→ **What you are asked to do**: Pull out the rows below and copy every line unchanged, in the same order.

Object position labeling entries:

....

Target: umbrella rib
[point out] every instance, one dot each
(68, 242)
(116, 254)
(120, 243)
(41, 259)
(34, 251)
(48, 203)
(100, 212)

....

→ **Correct result**:
Target: umbrella rib
[point out] every instance, one dot each
(68, 242)
(116, 254)
(120, 243)
(41, 259)
(34, 251)
(48, 203)
(100, 212)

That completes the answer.